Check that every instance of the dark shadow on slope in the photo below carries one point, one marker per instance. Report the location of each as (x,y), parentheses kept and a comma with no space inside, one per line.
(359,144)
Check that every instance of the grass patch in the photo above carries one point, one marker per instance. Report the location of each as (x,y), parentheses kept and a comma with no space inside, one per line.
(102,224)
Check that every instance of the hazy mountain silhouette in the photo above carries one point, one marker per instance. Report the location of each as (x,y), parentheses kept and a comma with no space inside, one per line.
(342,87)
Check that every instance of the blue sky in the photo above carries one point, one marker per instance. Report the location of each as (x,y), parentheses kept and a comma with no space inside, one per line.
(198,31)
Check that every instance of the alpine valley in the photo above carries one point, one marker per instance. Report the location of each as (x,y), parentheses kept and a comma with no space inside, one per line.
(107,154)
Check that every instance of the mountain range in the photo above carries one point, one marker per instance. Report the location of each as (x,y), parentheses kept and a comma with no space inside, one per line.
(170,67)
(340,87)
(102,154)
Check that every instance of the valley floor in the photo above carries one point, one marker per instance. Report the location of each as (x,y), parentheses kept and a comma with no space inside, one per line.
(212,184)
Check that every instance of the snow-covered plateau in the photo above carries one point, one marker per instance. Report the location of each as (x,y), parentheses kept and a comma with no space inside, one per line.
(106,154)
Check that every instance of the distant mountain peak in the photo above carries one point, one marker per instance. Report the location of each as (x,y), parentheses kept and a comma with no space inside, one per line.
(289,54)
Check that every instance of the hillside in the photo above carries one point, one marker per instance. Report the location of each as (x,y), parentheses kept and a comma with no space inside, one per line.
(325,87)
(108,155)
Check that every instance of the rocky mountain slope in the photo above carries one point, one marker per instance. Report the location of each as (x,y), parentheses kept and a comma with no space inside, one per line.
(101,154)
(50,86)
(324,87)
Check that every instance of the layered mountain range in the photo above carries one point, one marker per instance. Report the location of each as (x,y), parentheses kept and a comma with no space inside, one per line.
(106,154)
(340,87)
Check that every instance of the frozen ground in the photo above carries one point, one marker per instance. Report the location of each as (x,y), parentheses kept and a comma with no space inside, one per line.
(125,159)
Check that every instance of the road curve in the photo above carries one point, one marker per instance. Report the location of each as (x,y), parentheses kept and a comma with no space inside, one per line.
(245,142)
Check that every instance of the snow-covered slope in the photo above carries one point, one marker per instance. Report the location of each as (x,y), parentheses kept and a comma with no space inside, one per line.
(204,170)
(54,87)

> [What you have to do]: Reproduce the whole listing so that each line matches the original exactly.

> [Written response]:
Check that every instance of the dark shadow on slope in the photo below carries one point, one marker per instance. Report the location of each as (x,y), parentheses kept and a comma with no space inside, one per line.
(359,144)
Check that every instance of the grass patch in the photo above carries one point, one marker per instance. Report the location of each as (x,y), parentheses kept and a comma with no space inside, one per line.
(102,224)
Check that every instance of the hazy mountain silhouette in the photo above carries one point, one marker per instance. Report the location of each as (x,y), parentheses kept and a comma with no space inside, one per line.
(342,87)
Check that every instance of the blue sky in the photo above carries one point, one marker per instance. Report the location of each as (x,y), parentheses kept and a comma with no space inside, one per line.
(198,31)
Check that every instance of the alpine valley in the photo above carries one point, one marker per instance. Report the location of each as (x,y), parentheses kept and a comma with no space inside, one per line.
(107,154)
Check that every instance of the mountain range in the photo above carries one point, one marker per instance. Report the location of each as (x,y), parentheses kept and a comma with no space inside, one per line.
(170,67)
(340,87)
(102,154)
Check that every instance of the valley floor in the photo above carries one point, one marker per instance. Report the location of each as (x,y), parentheses kept and a comma with no space inside, one per line.
(212,184)
Check that every instance of the snow-covered plateau in the photo above carries one point, one marker per instance. Report the location of each as (x,y), parentheses kept and a comma with no space inside, one per line.
(106,154)
Check that every instance of the distant mountain peak in the photo above carries one point, one marker per instance. Report the location of each as (x,y), parentheses kept and a comma with no space inside, one per line.
(289,54)
Check that every instance of the hillside in the photo above carries one point, one marker per instance. Report the location of each as (x,y), parentheses kept and a comma with no space inside, one per line.
(325,87)
(108,155)
Check that every instance of the rocky mountain slope in the photo above carries one point, one marker per instance. Report the location of each as (x,y), parentheses kept and a comma with no space inside, one per line.
(101,154)
(50,86)
(324,87)
Check that every instance of the layered mountain range in the photo above carries one point, one marker per instance. Report the location of each as (x,y), parentheses kept and a comma with no space inside, one per line.
(106,154)
(340,87)
Check that every instance of the frozen ground in the photo above carries one point, one marker per instance. Report the location of each as (x,y), parentheses kept and a comma with no space inside, one per line.
(125,159)
Check that every instance of the road curve in the photo above carries one point, one marker per instance. Report the location of each as (x,y), parentheses kept and a comma with no space inside, one per line.
(245,142)
Check that every instance of the snow-covered slope in the photo above carries one point, one marker per instance. Report the location of each as (x,y), parentheses kept and a comma with no space inside, one per line.
(204,170)
(54,87)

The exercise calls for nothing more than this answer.